#### Records for the task

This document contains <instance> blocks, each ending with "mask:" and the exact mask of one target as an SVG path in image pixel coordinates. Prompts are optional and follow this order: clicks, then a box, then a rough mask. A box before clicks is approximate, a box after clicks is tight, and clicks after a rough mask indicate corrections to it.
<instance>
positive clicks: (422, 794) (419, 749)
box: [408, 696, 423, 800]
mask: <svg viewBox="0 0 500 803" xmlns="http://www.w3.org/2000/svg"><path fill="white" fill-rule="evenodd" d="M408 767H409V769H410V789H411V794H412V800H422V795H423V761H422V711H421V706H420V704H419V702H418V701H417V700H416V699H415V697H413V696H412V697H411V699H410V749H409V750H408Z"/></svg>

########

The task:
Copy the records above line for line, reproducing each character precisely as it appears.

Solution to the problem:
This document contains <instance> blocks, each ending with "mask:" and the exact mask of one target as an SVG path in image pixel coordinates. Prompts are optional and follow this order: clicks, then a box, then a rough mask. A box before clicks is approximate, a box after clicks is tight, and clicks after a rough mask indicate corrections to it.
<instance>
positive clicks: (422, 794) (419, 749)
box: [408, 696, 423, 800]
mask: <svg viewBox="0 0 500 803" xmlns="http://www.w3.org/2000/svg"><path fill="white" fill-rule="evenodd" d="M408 767H409V769H410V789H411V794H412V800H422V795H423V761H422V711H421V706H420V704H419V702H418V701H417V700H416V699H415V697H413V696H412V697H411V699H410V749H409V750H408Z"/></svg>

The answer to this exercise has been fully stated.